Exercise brief: Restate the data word for word and leave the images out.

Material to process:
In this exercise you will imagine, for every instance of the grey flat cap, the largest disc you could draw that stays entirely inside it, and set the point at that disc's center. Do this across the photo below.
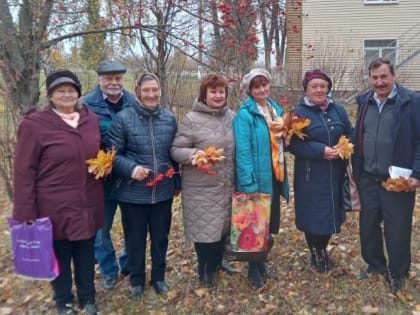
(111, 67)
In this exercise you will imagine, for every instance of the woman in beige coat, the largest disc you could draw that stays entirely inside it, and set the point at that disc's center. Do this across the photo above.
(206, 198)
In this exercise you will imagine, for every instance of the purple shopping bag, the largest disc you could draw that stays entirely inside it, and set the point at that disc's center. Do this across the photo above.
(32, 246)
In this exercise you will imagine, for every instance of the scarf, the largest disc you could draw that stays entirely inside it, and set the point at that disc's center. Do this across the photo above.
(277, 154)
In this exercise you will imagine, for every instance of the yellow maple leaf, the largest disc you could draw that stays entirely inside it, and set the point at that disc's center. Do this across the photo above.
(344, 147)
(101, 165)
(278, 127)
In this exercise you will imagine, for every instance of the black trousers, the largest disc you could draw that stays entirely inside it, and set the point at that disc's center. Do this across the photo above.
(395, 210)
(275, 207)
(209, 256)
(83, 256)
(138, 220)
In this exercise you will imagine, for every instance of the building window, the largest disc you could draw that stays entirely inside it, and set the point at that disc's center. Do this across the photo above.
(381, 1)
(385, 48)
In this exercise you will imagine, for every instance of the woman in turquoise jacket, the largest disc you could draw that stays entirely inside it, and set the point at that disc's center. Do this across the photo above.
(256, 170)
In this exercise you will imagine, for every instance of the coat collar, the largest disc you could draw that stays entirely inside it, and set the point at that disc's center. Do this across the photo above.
(252, 107)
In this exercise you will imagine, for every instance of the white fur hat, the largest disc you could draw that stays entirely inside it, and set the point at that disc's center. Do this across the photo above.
(246, 80)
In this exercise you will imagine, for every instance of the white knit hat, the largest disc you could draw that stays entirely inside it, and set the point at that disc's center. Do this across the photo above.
(246, 80)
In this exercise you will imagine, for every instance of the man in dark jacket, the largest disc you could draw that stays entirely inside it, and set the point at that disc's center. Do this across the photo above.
(108, 98)
(387, 134)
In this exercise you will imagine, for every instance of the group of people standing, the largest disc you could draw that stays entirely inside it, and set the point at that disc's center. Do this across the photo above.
(51, 176)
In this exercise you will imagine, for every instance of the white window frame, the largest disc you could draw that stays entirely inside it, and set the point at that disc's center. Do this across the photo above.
(381, 1)
(381, 48)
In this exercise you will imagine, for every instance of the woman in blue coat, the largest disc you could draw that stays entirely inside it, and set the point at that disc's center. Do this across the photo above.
(319, 172)
(254, 154)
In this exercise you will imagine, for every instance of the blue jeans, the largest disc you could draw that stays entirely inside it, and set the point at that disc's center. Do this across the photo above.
(104, 249)
(81, 254)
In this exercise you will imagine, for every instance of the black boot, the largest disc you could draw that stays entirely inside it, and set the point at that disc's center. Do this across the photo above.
(224, 266)
(265, 271)
(254, 274)
(327, 262)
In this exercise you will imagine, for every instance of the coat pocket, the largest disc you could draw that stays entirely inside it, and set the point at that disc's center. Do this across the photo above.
(307, 170)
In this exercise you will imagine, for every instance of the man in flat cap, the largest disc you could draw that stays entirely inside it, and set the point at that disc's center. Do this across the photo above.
(106, 100)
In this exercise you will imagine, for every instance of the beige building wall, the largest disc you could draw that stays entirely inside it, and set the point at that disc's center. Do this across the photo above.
(334, 34)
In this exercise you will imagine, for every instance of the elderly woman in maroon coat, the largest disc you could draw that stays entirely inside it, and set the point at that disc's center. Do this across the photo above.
(51, 179)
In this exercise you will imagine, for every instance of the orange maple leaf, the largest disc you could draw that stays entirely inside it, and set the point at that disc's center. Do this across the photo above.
(101, 165)
(278, 127)
(344, 147)
(297, 124)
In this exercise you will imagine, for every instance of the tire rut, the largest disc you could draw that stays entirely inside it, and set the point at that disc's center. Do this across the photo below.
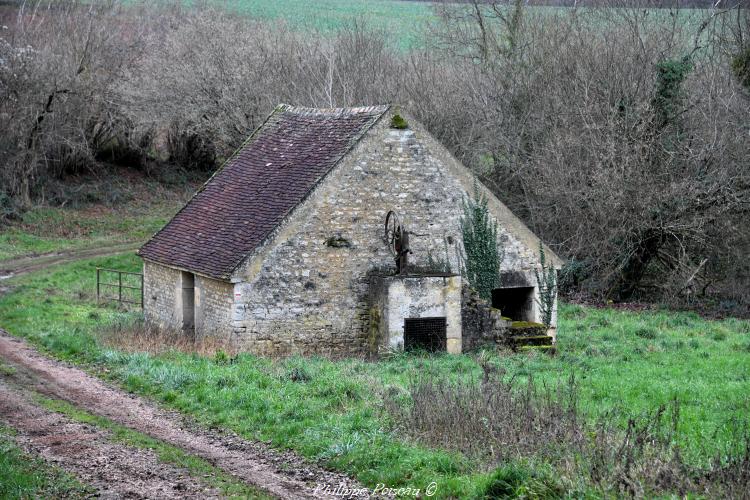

Exercise output:
In this exercise you will imagine, for every instance of the grey flat cap, the largest disc you could draw that stays entirely inside it, and set the point at that disc's center. Do this across the photo below.
(111, 67)
In this exercise you will imagine, for every instance of the woman in beige coat, the largest disc you could draw that stays entirely inside it, and set the point at that disc's center. Do this across the photo above.
(206, 198)
In this exercise you will imagine, for every instance of the purple shopping bag, the largest disc you could draw that stays entirely inside it, and set the point at that disc's center. Do this across the photo above.
(32, 246)
In this exercise you will imagine, for every instance of the scarf, the largest disc you could draw that stays entirely inside it, and set the point at that disc's center. Do this across the photo above.
(277, 154)
In this exercise you will imagine, for every instance of the yellow maple leaf, the largest disc you could draw that stays entirely inside it, and set the point at that disc's center. Do this across the photo above.
(344, 147)
(101, 165)
(278, 127)
In this exercise you will imagine, for every instance of the black trousers, the largest disc you could draw that stays entirely inside it, and set the point at that disc's center. Do this across the photo above.
(395, 210)
(275, 207)
(209, 256)
(83, 256)
(138, 220)
In this exercise you will imagine, for every instance of the building window, the largest disc you could draw that stays entirely inside it, and set the point at that disc's center. Do this across the photo above.
(381, 1)
(385, 48)
In this exercise you will imagine, for every instance of the woman in turquoise jacket, the largest disc you could draw that stays entirely inside it, and set the point at that disc's center. Do this across the photo above.
(256, 170)
In this exercise you will imagine, for every instance of the coat collar, the largest disc you could draw that stays entirely inside it, and set the point at that disc's center. Do this across the photo above.
(252, 107)
In this exercise you will imagine, for every instance of the white fur hat, the largest disc you could draw that stays entirely inside it, and set the point at that disc's center. Do this across the photo above.
(246, 80)
In this exercise you will imagine, for every instance of the white knit hat, the largest disc you could draw that stays entirely inside it, and set the point at that disc's center. Do this across the photo above.
(246, 80)
In this exercise you will imagine, for every instance of the man in dark jacket, the largest disc you could draw that stays entirely inside it, and set the point at that disc's center. Do this across the photo above.
(108, 98)
(387, 134)
In this exercise you will imagine, for every instance of the group of people standing, the largest disc you could draw that stays entirely inside it, and set the point at that disc's center. Do this across the photo above.
(51, 176)
In this exercise you will imagine, for every instance of the white window frame, the largest disc you could draw that stays entirely inside it, and set the point at that disc's center. Do this across the photo above.
(381, 1)
(381, 48)
In this exercise you will imagine, for every instance of the woman in blue coat, the largest disc you could draw that stays entirely inside it, and set the point at that disc's center. Do this across the photo above.
(319, 172)
(254, 154)
In this exercise you will imagine, for every instance of the blue jeans, the largest disc you could draw that stays entirely inside it, and set the point at that disc's center. Do this across the photo above.
(104, 249)
(81, 254)
In this exercise you will imagine, for every instance of the black boot, the largest disc you could draw that stays entirely inside it, and set the point at that disc's center. Do this across the photo above.
(224, 266)
(265, 271)
(254, 274)
(327, 262)
In this exercise you will imagine, for every instance of the coat pocket, the largest disc you could draw that stays entirely inside it, and set the point at that disc's center. Do this across the photo above.
(307, 170)
In this exercise you will imagine, for every instance of the man in flat cap, the largest disc you could draw that stays entirely inside it, and set the point at that disc's center. Do this across the photo above.
(106, 100)
In this exercise you will imagine, for every instance of the beige building wall, the largest disc you could draw that stays entirely inside it, and set the point at that disc's center. Do this across the photo above.
(334, 34)
In this exercise you will imagine, for every instance of the elderly woman in maroon coat, the largest disc you could draw that stays entirely inside it, and set the point at that disc's center. Do this across the photo above.
(51, 179)
In this exercise you will imagine, for every instance of the orange maple leaf, the largest disc you could draw that stays entirely inside it, and set the point at that disc's center. Do this across the photo above.
(101, 165)
(278, 127)
(344, 147)
(297, 124)
In this exercise you will imagine, for every instance of the tire rut, the largest disc you could draw that stays entirely inside it, and set the point at that disc's center. Do this across the photo below.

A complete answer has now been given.